# [Request 1]
In the Catalyst publication ethics text, give everything from "Original Work: Catalyst" down to "from other sources." again, with "Turnitin" changed to "iThenticate".
# [Request 2]
Answer these questions from the Catalyst publication ethics text:
(a) What software does Catalyst use to check for plagiarism?
(b) Which conditions must be met for articles by graduate students?
(c) According to the opening quotation, which three parties are involved in the act of publishing?

Catalyst Publication Ethics



“The publication of an article in a peer-reviewed journal is an essential building block in the development of a coherent and respected network of knowledge. It is a direct reflection of the quality of the work of the authors and the institutions that support them. Peer-reviewed articles support and embody the scientific method. It is therefore important to agree upon standards of expected ethical behavior for all parties involved in the act of publishing: the author, the journal editors, and the peer reviewer.” (Elsevier, Publishing Ethics Guidelines)


Original Work: Catalyst expects that manuscripts submitted to be considered for publication are the author(s) own original work, are not currently under review elsewhere, and have not been previously published in any language. Manuscripts should not “recycle” essentially the same material that has been published elsewhere. Turnitin software is used to check for plagiarism and/or previous publication, and Catalyst rejects articles that have substantial proportions of text that are copied from other sources.

Authorship: The names of authors appearing on manuscripts should be limited to individuals who have made significant contributions to the article. For articles written by academics, authorship credit should be based on satisfying all three of the conditions specified by the Committee on Publication Ethics (COPE): 1) making substantial contributions to the conception, design, or analysis/interpretation of data; 2) drafting or critically revising an article for important intellectual content; and 3) granting final approval of the version to be published. For articles authored by graduate students, conditions 1 and 3 must be met.

# [Extracted entries]
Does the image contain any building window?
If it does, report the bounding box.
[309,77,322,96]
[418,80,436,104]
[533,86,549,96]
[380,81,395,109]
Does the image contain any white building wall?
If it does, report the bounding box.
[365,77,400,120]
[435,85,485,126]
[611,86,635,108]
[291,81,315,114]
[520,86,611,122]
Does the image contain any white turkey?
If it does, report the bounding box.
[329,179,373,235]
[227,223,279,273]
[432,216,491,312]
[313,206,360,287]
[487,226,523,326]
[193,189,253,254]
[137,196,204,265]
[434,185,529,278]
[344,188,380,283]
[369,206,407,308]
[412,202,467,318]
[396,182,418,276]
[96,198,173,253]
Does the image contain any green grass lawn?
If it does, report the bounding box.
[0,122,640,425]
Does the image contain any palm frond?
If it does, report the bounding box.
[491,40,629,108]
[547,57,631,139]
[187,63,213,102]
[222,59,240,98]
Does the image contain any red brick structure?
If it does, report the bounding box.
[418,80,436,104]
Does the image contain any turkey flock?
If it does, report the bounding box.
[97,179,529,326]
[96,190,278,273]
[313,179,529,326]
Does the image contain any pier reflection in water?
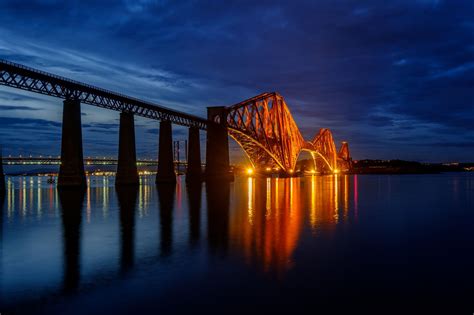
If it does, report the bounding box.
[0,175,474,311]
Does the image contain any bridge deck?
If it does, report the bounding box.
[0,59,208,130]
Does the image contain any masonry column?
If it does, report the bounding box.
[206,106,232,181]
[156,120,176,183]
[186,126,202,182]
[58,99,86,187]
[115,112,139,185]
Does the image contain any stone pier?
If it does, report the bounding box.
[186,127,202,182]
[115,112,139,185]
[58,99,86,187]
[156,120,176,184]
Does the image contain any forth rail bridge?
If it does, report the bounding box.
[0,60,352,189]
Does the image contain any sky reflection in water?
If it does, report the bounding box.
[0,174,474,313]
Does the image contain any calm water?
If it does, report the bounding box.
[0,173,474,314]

# [Complete output 1]
Original Work: Catalyst expects that manuscripts submitted to be considered for publication are the author(s) own original work, are not currently under review elsewhere, and have not been previously published in any language. Manuscripts should not “recycle” essentially the same material that has been published elsewhere. iThenticate software is used to check for plagiarism and/or previous publication, and Catalyst rejects articles that have substantial proportions of text that are copied from other sources.

# [Complete output 2]
(a) Turnitin
(b) Conditions 1 and 3
(c) The author, the journal editors, and the peer reviewer